Dataset excerpts on object pointing:
## begin

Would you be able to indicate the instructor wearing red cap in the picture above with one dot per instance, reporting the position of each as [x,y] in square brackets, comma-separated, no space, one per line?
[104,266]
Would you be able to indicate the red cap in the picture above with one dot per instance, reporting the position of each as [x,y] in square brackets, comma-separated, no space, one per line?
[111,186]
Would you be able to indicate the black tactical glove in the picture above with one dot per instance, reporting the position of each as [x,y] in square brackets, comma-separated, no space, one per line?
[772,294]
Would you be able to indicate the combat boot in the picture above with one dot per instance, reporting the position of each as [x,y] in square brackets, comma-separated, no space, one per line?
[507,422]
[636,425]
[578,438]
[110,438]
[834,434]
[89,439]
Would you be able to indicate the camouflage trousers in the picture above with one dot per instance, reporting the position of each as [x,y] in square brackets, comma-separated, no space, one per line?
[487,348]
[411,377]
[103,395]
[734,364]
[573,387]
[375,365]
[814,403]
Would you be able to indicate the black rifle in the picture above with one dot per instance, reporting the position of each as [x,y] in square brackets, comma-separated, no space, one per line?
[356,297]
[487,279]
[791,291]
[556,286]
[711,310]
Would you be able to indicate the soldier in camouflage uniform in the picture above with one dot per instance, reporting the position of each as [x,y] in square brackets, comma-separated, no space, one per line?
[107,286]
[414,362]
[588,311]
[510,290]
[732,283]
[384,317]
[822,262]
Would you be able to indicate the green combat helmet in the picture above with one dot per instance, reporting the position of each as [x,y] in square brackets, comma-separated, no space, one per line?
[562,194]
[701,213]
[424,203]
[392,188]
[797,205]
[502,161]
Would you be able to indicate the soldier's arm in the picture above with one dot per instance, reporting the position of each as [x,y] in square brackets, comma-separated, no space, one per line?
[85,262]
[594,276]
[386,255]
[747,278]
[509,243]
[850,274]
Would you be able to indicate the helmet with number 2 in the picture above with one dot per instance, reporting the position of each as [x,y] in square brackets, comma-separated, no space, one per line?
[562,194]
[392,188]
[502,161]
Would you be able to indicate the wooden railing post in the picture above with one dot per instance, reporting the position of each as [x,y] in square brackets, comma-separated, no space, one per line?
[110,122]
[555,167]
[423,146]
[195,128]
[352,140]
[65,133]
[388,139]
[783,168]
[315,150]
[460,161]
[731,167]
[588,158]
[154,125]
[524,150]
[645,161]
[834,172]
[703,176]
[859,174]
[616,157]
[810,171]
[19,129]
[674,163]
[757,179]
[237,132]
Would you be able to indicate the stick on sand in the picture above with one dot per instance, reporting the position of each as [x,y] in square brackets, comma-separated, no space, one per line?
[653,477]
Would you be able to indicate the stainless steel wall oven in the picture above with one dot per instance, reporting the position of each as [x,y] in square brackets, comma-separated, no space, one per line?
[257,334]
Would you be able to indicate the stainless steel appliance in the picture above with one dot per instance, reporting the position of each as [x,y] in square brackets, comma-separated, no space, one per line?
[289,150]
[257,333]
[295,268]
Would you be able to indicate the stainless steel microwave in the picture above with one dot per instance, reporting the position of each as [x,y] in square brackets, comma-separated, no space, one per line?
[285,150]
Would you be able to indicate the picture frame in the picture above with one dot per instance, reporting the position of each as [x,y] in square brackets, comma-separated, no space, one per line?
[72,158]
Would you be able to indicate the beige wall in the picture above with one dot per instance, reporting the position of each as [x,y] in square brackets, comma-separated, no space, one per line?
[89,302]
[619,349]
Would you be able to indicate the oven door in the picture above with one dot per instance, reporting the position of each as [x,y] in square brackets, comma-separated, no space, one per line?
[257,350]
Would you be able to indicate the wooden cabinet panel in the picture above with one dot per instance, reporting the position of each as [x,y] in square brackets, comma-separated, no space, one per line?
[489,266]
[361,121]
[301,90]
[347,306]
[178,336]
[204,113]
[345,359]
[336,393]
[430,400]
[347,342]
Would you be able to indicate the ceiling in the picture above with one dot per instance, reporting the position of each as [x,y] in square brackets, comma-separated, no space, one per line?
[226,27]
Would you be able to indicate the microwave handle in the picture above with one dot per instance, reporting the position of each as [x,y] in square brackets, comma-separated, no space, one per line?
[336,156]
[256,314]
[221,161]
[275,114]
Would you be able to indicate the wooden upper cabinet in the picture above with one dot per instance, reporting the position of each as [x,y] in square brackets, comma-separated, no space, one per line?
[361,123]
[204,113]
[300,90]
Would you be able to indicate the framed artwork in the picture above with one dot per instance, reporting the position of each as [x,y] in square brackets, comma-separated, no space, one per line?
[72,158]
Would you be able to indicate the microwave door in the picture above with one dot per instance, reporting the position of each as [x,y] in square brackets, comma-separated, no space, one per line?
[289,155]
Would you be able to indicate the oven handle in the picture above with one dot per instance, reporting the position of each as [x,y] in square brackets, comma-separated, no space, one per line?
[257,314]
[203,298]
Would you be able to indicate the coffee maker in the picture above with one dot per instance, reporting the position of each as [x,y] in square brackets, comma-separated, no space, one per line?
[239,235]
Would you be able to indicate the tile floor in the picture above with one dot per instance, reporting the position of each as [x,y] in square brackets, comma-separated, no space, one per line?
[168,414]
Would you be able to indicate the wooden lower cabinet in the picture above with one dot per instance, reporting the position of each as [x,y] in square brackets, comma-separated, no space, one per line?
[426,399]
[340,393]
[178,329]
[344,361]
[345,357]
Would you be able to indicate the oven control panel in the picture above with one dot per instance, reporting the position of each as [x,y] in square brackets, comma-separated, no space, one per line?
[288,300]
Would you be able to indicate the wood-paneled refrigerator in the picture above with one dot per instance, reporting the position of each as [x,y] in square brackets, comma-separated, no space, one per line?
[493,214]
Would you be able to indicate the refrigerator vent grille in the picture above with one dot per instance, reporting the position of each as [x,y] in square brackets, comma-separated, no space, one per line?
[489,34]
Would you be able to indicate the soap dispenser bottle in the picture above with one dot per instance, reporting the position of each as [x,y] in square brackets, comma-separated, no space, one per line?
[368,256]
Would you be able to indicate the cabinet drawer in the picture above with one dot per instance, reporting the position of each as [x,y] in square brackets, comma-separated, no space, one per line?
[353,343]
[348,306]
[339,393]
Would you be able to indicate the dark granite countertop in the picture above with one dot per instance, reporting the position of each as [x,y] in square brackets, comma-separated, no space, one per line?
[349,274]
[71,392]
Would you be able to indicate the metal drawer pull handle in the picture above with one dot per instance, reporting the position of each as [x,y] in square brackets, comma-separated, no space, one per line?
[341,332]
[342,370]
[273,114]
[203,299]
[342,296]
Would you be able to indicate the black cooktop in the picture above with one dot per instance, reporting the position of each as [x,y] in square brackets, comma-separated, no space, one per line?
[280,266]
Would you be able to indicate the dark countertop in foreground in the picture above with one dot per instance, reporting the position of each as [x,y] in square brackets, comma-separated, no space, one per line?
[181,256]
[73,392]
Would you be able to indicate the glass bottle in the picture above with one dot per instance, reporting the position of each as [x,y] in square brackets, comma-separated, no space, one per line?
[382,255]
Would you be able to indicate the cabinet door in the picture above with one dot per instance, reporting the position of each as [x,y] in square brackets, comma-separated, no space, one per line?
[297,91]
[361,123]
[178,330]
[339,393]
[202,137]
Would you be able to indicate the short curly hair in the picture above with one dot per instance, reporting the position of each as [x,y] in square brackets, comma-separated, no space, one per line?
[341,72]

## end

Task instructions: The entries above should be repeated exactly, every one of them.

Exercise result:
Would you be able to indicate the instructor wearing red cap in the picture above with one dot per instance, reporting the position of each as [x,y] in square brackets, comma-separated, no space, one per line?
[104,266]
Would you be able to indicate the red cap in the picture above with one dot per instance, reporting the position of each as [x,y] in square brackets, comma-separated, no space, one per line?
[111,186]
Would you be able to indicate the black tactical glove in the picture above with one dot per instance, reporting the position of each as [x,y] in square brackets, comma-separated, no space, one per line?
[772,294]
Would you be able to indicate the combat boot in the picture above with one dot per instance, reporting the position of each as [x,y] in square brackets, comma-separated, no space, one per line?
[507,422]
[636,425]
[578,438]
[110,438]
[834,434]
[89,439]
Would you be able to indicate the camouflage trousers in the picture above with one dot per instance, reporting the position of each as [x,y] in square brackets, comma-separated, no space, one per line?
[487,348]
[411,377]
[103,395]
[734,364]
[573,387]
[375,365]
[814,403]
Would you be able to indicate the black rifle in the picture above with one dot per instance, reporting the position of each as [x,y] in square brackets, comma-separated, no space, one per line?
[356,297]
[487,279]
[791,291]
[556,286]
[711,310]
Would you be able to indicate the soldier in camouflage uniform in the picture above with one dot per instance, reporting the position of each as [x,y] in square brackets, comma-separated, no space, one per line?
[107,286]
[414,362]
[588,311]
[510,290]
[732,283]
[384,317]
[822,262]
Would you be able to indicate the green combat helmet in the picture above with one dot per instance, reporting the position of each as [x,y] in square brackets, comma-separated, no space, one per line?
[562,194]
[701,213]
[424,203]
[392,188]
[797,205]
[502,161]
Would you be able to indicate the soldier's arm in the picture above with one dot per instance, reporting the position of each as [x,y] in square brackets, comma-separated, no space, one per line?
[85,262]
[594,276]
[386,255]
[747,278]
[509,243]
[850,274]
Would you be able to indicate the helmet with number 2 in the picture above with one dot per instance, reporting the position of each as [x,y] in square brackets, comma-separated, no space, one per line?
[562,194]
[392,188]
[502,161]
Would you be able to indicate the wooden railing post in the picture above with one dot per instance, reporting the position of each as [x,y] in square brackets, comma-separated, no space, one per line?
[110,122]
[555,167]
[423,146]
[195,128]
[352,140]
[65,133]
[388,139]
[783,168]
[315,150]
[460,161]
[731,167]
[588,158]
[154,125]
[524,150]
[645,161]
[834,172]
[703,176]
[859,174]
[616,157]
[810,171]
[19,129]
[674,163]
[757,179]
[237,132]
Would you be able to indicate the stick on sand in the picture above with one dot per instance, reporting the position of each as [x,y] in square brackets, comma-separated, no space, one per line?
[653,477]
Would you be able to indicate the stainless steel wall oven in the picture above with one dot per instance, reporting the position of each as [x,y] in square brackets, comma-separated, no space, one per line?
[257,334]
Would you be able to indicate the stainless steel appliance in the picture above with one dot per instance, reporting the position of each as [x,y] in square brackets, comma-separated, no space, one per line?
[289,150]
[257,333]
[295,268]
Would you be able to indicate the stainless steel microwave in the picture above with one dot per instance, reporting the position of each as [x,y] in square brackets, comma-separated, no space, one per line?
[285,150]
Would you be able to indicate the picture frame in the picture above with one dot per instance, reporting the position of each as [x,y] in square brackets, comma-separated, no space, one per line?
[72,158]
Would you be able to indicate the beige wall in the picture above with one dot per instance, reporting the position of each as [x,y] in square brackets, comma-separated, no space, one per line?
[89,302]
[619,349]
Would you be able to indicate the oven door in the picture above with one dot per instance, reporting the position of each as [x,y] in square brackets, comma-separated, no space, one per line?
[257,350]
Would you be able to indicate the wooden cabinet panel in the picture above with one dot per instance, reporting the position of each as [x,y] in square brackets, comma-separated, no space, one per line?
[489,266]
[361,121]
[301,90]
[347,306]
[178,336]
[204,113]
[345,359]
[336,393]
[430,400]
[347,342]
Would you be able to indicate the ceiling in the picture above with one dot per instance, reporting the position of each as [x,y] in square brackets, comma-separated, no space, one per line?
[226,27]
Would you be able to indicate the microwave handle in the picture above with one dot per instance, reporting the position of each as [x,y] in square brackets, comma-separated, no space, one per line?
[336,156]
[256,314]
[221,161]
[275,114]
Would you be able to indicate the wooden upper cabinet in the picture above with one dot per instance, reporting the position of each as [x,y] in square brackets, comma-separated, no space, one per line?
[361,123]
[204,113]
[300,90]
Would you be able to indicate the framed artwork in the picture above with one dot per instance, reporting the position of each as [x,y] in square brackets, comma-separated, no space, one per line?
[72,158]
Would you be able to indicate the microwave door in the picture above with one dot per instance, reporting the position of each as [x,y] in square brackets, comma-separated, no space, one per line?
[289,155]
Would you be able to indicate the oven handle in the picture above with one dot per instance, reporting the position of each as [x,y] in square brackets, comma-separated, no space, one per line?
[257,314]
[203,298]
Would you be able to indicate the coffee maker in the picture above with one dot per instance, reporting the position of each as [x,y] in square brackets, comma-separated, no space, one per line?
[239,235]
Would you be able to indicate the tile floor in the picture above with one dot per instance, reporting the position of each as [x,y] in square brackets, comma-separated, no space, one per line?
[168,414]
Would you be able to indicate the wooden lower cabinet in the picture above with one dot per instance, reporting the position of each as [x,y] in square brackets, comma-separated, no space, one per line?
[426,399]
[340,393]
[178,329]
[344,361]
[345,357]
Would you be able to indicate the oven control panel in the picture above with one dot per instance, reporting the position of each as [x,y] in square brackets, comma-separated, no space, one per line?
[288,300]
Would you be able to indicate the wood-paneled refrigerator in the picture above with one dot per instance, reporting the position of each as [x,y] in square brackets, comma-separated, no space, one per line?
[493,214]
Would you be able to indicate the refrigerator vent grille in the picture above with one dot per instance, reporting the position of each as [x,y] in square brackets, comma-separated, no space, one per line?
[489,34]
Would you be able to indicate the soap dispenser bottle in the picture above with one dot per instance, reporting the position of each as [x,y] in square brackets, comma-separated, no space, one per line?
[368,256]
Would you be able to indicate the cabinet drawer in the picture above with one dot per instance, reporting the position of each as [x,y] in square brackets, comma-separated, no space, one per line?
[353,343]
[348,306]
[339,393]
Would you be able to indicate the dark granite countertop in the picture above with one dot per instance, reporting the position of each as [x,y] in square brackets, comma-separated, no space, one per line?
[349,274]
[71,392]
Would you be able to indicate the metal drawer pull handle in the picture above with one dot per instance, reporting the position of each as [x,y] in square brackets, comma-separated, no space, one per line?
[341,332]
[342,370]
[273,114]
[203,299]
[342,296]
Would you be able to indicate the black cooktop in the picture above with one dot per instance, reporting the position of each as [x,y] in square brackets, comma-separated, no space, one per line?
[280,266]
Would you be able to indicate the dark countertop in foreground in the picture above with one dot per instance, reporting the position of each as [x,y] in square brackets, comma-separated, no space, one per line?
[181,256]
[73,392]
Would you be able to indicate the glass bottle in the picture above with one dot per instance, reporting the position of each as [x,y] in square brackets, comma-separated, no space, one per line?
[382,255]
Would you be able to indicate the cabinet door in the picture above with one dot per instance, reporting the position of each as [x,y] in square brackets, comma-separated, no space, one per line?
[297,91]
[361,123]
[178,330]
[339,393]
[202,137]
Would you be able to indicate the short curly hair in the picture above with one dot per instance, reporting the position of each as [x,y] in square brackets, comma-separated, no space, one per line?
[341,72]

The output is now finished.